====== Selection

Within the scope of this disclosure it is expressly intended that the various aspects, embodiments, examples and alternatives set out in the preceding paragraphs, in the claims and/or in the following description and drawings, and in particular the individual features thereof, may be taken independently or in any combination. That is, all embodiments and/or features of any embodiment can be combined in any way and/or combination, unless such features are incompatible. The applicant reserves the right to change any originally filed claim or file any new claim accordingly, including the right to amend any originally filed claim to depend from and/or incorporate any feature of any other claim although not originally claimed in that manner.

BRIEF DESCRIPTION

An embodiment of the present disclosure will now be described by way of example only and with reference to the accompanying drawings, in which:

Figure 1 shows an example of a method according to the present disclosure;

Figure 2 shows an example of a portion of a system according to the present disclosure;

Figure 3 shows the portion of Figure 2 from a different perspective; and Figure 4 shows an example of another system according to the present disclosure.

============

Do this:
Please reproduce part of the disclosure excerpt word for word, beginning at the words "Figure 1 shows" and stopping after "the present disclosure.". The items below come from a separate source.

====== Supplied data

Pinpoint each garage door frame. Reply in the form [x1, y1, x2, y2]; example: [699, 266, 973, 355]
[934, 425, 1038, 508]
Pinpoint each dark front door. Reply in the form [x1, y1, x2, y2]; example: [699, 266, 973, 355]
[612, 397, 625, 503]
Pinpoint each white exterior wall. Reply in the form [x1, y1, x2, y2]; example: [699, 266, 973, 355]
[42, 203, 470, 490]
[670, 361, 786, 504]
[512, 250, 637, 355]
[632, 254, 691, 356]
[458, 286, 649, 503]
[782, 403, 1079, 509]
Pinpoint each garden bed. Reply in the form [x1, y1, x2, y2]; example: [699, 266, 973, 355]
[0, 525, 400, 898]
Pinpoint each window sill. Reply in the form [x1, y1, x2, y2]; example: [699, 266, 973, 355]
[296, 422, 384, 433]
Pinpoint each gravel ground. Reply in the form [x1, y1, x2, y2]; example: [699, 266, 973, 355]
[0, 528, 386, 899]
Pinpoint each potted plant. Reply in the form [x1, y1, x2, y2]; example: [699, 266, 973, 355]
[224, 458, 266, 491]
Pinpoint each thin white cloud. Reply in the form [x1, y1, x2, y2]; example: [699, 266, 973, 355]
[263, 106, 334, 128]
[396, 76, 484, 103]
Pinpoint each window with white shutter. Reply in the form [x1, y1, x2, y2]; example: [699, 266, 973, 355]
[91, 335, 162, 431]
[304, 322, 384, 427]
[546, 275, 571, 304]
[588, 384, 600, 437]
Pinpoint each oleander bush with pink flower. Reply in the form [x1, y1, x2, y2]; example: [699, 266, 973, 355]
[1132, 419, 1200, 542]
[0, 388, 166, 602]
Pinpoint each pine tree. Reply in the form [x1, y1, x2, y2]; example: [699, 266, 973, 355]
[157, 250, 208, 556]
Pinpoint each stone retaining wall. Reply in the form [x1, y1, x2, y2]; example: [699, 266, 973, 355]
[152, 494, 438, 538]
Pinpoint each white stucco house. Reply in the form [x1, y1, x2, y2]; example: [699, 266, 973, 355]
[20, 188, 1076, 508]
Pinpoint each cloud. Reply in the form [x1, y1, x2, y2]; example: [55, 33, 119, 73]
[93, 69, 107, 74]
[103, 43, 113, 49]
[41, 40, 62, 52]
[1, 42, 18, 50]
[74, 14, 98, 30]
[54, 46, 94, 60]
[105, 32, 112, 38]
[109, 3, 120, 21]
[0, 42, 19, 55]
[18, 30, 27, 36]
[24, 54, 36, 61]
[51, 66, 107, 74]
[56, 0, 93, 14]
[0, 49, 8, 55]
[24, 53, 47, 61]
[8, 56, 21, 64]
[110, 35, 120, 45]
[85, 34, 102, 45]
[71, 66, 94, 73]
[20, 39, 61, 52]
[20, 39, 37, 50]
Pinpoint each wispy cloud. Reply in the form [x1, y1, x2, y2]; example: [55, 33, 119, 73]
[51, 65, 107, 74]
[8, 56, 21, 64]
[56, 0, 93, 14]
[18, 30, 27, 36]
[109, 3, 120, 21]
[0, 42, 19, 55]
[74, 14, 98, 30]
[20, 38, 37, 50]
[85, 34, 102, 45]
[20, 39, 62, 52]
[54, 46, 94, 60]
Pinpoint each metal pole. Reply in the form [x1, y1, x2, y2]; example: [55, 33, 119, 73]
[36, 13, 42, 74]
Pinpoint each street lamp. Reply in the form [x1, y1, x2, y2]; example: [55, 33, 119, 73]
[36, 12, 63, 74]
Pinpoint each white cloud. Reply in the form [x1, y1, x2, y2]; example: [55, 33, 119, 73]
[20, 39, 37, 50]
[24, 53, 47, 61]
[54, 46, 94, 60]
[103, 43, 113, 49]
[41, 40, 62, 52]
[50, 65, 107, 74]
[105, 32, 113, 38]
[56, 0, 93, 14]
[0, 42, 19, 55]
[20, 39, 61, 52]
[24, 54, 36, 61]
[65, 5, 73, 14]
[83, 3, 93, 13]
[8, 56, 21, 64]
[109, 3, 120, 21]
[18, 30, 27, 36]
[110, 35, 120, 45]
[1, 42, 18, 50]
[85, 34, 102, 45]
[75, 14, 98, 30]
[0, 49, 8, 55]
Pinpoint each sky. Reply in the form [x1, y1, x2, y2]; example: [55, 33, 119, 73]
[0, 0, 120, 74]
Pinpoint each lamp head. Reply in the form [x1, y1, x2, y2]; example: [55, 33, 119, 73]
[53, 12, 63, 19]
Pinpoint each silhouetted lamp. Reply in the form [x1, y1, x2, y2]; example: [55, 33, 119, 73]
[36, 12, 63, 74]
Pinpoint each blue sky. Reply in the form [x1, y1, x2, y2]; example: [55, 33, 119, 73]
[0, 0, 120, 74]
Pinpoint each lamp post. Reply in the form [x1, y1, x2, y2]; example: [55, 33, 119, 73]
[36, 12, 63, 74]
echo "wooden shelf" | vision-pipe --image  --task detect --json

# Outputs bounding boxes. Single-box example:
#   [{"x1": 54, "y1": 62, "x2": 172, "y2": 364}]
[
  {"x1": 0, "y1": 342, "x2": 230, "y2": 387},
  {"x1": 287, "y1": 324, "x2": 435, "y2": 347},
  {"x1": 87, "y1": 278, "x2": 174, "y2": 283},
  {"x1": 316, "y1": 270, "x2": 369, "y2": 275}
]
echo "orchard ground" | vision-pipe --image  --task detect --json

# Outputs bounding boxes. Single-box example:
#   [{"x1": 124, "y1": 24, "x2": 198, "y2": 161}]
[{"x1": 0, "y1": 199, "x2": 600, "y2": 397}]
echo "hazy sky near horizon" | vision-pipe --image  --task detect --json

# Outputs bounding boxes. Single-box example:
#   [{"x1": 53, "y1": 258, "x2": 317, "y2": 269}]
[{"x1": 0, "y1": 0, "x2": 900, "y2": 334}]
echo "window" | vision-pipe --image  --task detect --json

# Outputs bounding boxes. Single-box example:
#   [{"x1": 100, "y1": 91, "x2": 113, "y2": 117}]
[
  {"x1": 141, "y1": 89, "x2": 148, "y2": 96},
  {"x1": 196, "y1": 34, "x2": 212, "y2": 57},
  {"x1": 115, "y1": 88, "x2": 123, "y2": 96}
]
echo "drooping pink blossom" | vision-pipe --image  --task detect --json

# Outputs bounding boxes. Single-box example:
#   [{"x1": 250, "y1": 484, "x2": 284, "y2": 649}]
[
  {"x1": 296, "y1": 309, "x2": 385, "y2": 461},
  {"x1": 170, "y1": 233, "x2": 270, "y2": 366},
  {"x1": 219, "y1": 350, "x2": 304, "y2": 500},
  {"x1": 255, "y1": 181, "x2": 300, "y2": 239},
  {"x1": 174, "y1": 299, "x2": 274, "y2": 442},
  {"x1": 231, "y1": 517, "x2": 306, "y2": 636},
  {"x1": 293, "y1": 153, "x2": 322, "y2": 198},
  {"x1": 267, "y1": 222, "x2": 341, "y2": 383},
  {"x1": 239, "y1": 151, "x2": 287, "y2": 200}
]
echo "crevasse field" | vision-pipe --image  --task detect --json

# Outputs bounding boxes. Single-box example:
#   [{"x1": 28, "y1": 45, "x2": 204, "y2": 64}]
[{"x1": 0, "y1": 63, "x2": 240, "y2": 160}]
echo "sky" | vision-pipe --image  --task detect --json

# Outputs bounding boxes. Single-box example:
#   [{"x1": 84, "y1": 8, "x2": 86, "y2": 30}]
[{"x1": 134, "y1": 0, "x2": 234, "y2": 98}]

============

Complete response:
Figure 1 shows an example of a method according to the present disclosure;

Figure 2 shows an example of a portion of a system according to the present disclosure;

Figure 3 shows the portion of Figure 2 from a different perspective; and Figure 4 shows an example of another system according to the present disclosure.